◆ **DOCUMENT EXTRACT**
========================================

By Rebecca Ellis
THUR 01 JULY, 2021-theGBJournal- With temperatures rising and lockdowns being gradually lifted throughout the continent it is now all about soccer and summer vacation, supposedly the top priorities of Europeans, or so Americans like to tell us. That may well be a prejudice, but every generalization has a grain of truth to it.
If I turn to my investment portfolios, I realize that there is a strong bias towards US equities. Now, why does a financial advisor located in the heart of Europe not succumb to the home-bias and instead recommends investments in the US financial markets? Outside of the known statistics showing that the US financial system has by far the largest, most liquid, and dynamic market, the simple answer is: European companies have fallen behind.
Plenty of European companies still warm consumers’ hearts. LVMH of France sells Louis Vuitton handbags from Paris to Beijing; German cars and Swiss pharmaceuticals are eagerly picked up around the world; and homes are filled with products made by Unilever, an Anglo-Dutch giant and IKEA, a Swedish furniture-maker. But look at who dominates the global corporate economy, and Europe’s geopolitical rivals prevail.
You might have expected a global chain of cafés to emerge from Italy, the home of espresso and baristas. Instead, despite the US’ reputation for insipid coffee, Starbucks has shown the world how to appreciate coffee. Being at the forefront of environmental regulation, and with a proud engineering tradition, you would have expected a green car giant to emerge from Europe.
Instead, it is a US newcomer, Tesla, that has upended the automobile industry and is now worth roughly as much as all US and European carmakers combined. UK or Swiss financiers could have created an asset-management giant to dominate the markets: today it is BlackRock, set up in 1988, which manages USD 9trn of global investments from New York.
There are several reasons why European companies have fallen behind their US competitors. The first reason is that its firms seem to have been outmanaged. Look at firms competing in the same sector over the past 20 years, and incumbent US companies often went on to churn out bigger profits and are better positioned for future success than their European counterparts.
There are many exceptions to this rule, of course: Siemens of Germany has outshone its industrial rival General Electric, and Airbus, based in France, has had fewer problems building jets than Boeing, its US rival.
But by and large it has been better to bet on Nike of America over Adidas of Germany; JPMorgan Chase in New York over Credit Suisse in Zurich, or America’s Walmart over France’s Carrefour. Their advantage in terms of profits and sales growth is often small, but compounds over time. See this remarkable table below:
A second reason Europe fell behind in recent decades is that its biggest firms are in the wrong industries. The sectors European firms dominated 20 years ago, such as insurance or telecoms, have grown at a glacial pace. Even if European firms did well, as many did, they mattered less as the world moved on. The US, by contrast, had already made significant inroads into software and e-commerce, industries that would soon redefine the global economy and generate trillion-dollar valuations.
The third, and most striking, reason Europe has fallen behind is the lack of newly created firms in its blue-chip indices. Many of the biggest companies in the US, such as Amazon, Netflix, Tesla, or Facebook, are young enough to be run by their founders. In Europe old names prevail.

========================================

◆ **WORK ORDER 1**
Transcribe the part of the article on European companies between "Plenty of European" and "emerge from Europe.", inclusive.
◆ **WORK ORDER 2**
According to the article on European companies, why did Europe's biggest firms come to matter less even though many of them performed well?
◆ **WORK ORDER 3**
In the article on European companies, which firm manages USD 9trn of global investments from New York?
The records that come next have no connection to the article on European companies.

[Referring expression grounding data]
========================================

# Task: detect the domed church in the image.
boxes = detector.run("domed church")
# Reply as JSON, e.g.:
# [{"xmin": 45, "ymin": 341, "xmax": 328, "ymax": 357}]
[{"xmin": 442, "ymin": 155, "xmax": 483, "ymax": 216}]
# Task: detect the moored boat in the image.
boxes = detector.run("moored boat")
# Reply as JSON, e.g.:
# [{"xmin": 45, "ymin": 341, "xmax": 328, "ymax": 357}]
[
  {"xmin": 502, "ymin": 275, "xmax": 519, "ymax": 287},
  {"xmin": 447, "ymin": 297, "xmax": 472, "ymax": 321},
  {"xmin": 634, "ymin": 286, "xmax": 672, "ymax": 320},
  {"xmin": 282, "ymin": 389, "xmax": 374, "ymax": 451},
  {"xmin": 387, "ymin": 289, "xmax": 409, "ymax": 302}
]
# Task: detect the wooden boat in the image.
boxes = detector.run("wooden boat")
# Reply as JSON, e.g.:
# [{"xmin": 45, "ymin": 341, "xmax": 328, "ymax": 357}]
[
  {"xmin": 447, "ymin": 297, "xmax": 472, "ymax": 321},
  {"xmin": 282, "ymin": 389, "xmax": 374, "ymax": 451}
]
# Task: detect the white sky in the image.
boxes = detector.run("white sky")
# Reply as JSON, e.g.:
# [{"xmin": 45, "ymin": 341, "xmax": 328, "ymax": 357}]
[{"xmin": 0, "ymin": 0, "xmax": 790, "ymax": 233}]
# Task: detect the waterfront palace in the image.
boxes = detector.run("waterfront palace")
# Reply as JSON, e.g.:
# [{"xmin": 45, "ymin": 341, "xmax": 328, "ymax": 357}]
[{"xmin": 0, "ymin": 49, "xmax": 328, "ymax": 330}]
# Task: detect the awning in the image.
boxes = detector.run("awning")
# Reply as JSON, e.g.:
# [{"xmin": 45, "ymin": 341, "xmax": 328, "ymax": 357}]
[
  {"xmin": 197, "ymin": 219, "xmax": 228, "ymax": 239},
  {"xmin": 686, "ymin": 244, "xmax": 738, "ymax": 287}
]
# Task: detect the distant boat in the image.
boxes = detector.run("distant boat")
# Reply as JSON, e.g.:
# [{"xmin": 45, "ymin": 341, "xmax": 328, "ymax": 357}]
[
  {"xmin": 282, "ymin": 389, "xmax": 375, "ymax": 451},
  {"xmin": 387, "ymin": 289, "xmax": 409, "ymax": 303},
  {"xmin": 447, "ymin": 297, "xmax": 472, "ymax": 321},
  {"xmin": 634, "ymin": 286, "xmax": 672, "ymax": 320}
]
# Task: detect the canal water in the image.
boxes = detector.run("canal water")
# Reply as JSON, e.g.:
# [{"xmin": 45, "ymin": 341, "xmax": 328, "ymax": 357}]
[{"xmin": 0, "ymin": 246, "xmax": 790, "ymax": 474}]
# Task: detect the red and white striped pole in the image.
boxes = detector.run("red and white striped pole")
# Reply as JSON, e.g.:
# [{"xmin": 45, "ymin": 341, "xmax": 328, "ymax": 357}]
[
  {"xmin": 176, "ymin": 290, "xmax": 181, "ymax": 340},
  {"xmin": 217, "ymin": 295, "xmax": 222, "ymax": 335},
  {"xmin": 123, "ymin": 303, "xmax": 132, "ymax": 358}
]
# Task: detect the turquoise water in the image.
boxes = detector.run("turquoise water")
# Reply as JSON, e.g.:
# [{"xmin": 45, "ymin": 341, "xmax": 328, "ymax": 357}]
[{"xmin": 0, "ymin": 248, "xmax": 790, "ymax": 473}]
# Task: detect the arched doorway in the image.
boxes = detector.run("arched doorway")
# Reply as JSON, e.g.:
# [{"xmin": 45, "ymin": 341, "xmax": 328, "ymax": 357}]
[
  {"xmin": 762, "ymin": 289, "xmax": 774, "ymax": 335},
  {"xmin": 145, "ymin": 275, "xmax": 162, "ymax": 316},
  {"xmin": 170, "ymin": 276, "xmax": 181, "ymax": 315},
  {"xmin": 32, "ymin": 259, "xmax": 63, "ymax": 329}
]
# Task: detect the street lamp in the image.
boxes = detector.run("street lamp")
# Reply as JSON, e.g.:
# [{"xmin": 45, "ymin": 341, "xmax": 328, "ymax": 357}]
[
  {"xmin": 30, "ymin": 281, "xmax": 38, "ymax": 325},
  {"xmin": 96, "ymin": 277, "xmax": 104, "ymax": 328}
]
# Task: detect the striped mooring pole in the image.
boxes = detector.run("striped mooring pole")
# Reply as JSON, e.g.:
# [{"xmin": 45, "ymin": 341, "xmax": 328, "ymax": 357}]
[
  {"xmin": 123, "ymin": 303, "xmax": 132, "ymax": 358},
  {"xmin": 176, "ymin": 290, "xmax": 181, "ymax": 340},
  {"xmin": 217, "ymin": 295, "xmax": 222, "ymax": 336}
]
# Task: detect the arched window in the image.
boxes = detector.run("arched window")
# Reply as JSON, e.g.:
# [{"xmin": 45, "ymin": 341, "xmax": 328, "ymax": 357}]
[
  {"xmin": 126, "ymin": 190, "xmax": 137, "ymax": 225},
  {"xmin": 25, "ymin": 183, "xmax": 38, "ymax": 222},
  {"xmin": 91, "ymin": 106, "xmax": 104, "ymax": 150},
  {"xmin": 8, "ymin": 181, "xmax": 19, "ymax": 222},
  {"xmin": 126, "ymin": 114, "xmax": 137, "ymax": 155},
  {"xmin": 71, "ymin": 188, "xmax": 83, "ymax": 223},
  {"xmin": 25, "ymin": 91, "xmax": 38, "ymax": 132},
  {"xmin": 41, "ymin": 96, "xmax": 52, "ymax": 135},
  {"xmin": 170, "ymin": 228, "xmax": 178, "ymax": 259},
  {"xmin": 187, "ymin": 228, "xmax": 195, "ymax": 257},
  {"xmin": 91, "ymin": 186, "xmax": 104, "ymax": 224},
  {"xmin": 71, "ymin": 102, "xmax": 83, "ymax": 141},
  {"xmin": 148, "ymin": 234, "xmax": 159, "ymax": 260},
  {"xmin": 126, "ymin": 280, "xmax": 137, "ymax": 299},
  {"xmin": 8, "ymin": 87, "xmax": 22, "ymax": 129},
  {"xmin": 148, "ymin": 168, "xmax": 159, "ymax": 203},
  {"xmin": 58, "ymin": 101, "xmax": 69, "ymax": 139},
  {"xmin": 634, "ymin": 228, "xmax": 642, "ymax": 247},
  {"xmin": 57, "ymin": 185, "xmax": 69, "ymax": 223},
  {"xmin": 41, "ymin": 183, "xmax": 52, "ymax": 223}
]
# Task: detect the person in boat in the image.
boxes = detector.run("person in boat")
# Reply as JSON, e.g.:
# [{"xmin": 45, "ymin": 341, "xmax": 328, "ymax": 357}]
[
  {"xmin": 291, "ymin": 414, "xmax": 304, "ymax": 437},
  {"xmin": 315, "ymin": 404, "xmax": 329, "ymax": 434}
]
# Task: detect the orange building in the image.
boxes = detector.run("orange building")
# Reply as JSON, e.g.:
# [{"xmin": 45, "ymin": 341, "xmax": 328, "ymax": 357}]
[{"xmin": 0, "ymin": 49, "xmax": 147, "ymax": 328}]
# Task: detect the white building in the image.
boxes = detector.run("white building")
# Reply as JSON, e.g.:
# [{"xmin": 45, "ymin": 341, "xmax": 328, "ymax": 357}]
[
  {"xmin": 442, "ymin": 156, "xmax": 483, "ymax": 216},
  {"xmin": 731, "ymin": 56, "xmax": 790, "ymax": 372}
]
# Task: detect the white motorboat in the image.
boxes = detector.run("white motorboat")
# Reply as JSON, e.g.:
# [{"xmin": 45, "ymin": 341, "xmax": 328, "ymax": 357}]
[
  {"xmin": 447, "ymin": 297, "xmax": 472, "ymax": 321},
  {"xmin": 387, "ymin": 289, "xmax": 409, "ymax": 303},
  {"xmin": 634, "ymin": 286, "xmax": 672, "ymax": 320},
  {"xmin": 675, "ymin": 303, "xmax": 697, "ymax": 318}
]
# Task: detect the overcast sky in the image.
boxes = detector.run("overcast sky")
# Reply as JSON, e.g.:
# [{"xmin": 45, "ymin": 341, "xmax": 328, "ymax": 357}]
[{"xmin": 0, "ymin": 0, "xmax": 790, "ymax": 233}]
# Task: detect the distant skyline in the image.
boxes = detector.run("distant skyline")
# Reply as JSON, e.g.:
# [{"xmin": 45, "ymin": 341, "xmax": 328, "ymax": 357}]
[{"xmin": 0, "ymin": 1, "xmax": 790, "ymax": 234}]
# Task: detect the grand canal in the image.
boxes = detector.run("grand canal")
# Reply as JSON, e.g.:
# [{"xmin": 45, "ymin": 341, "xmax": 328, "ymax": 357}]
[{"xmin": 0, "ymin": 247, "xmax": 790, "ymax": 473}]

========================================

◆ **TASK RESPONSE 1**
Plenty of European companies still warm consumers’ hearts. LVMH of France sells Louis Vuitton handbags from Paris to Beijing; German cars and Swiss pharmaceuticals are eagerly picked up around the world; and homes are filled with products made by Unilever, an Anglo-Dutch giant and IKEA, a Swedish furniture-maker. But look at who dominates the global corporate economy, and Europe’s geopolitical rivals prevail.
You might have expected a global chain of cafés to emerge from Italy, the home of espresso and baristas. Instead, despite the US’ reputation for insipid coffee, Starbucks has shown the world how to appreciate coffee. Being at the forefront of environmental regulation, and with a proud engineering tradition, you would have expected a green car giant to emerge from Europe.

◆ **TASK RESPONSE 2**
Their biggest firms were in sectors such as insurance and telecoms, which have grown at a glacial pace. As the world moved on, those industries counted for less. The US had already made significant inroads into software and e-commerce, which would redefine the global economy.

◆ **TASK RESPONSE 3**
BlackRock, which was set up in 1988.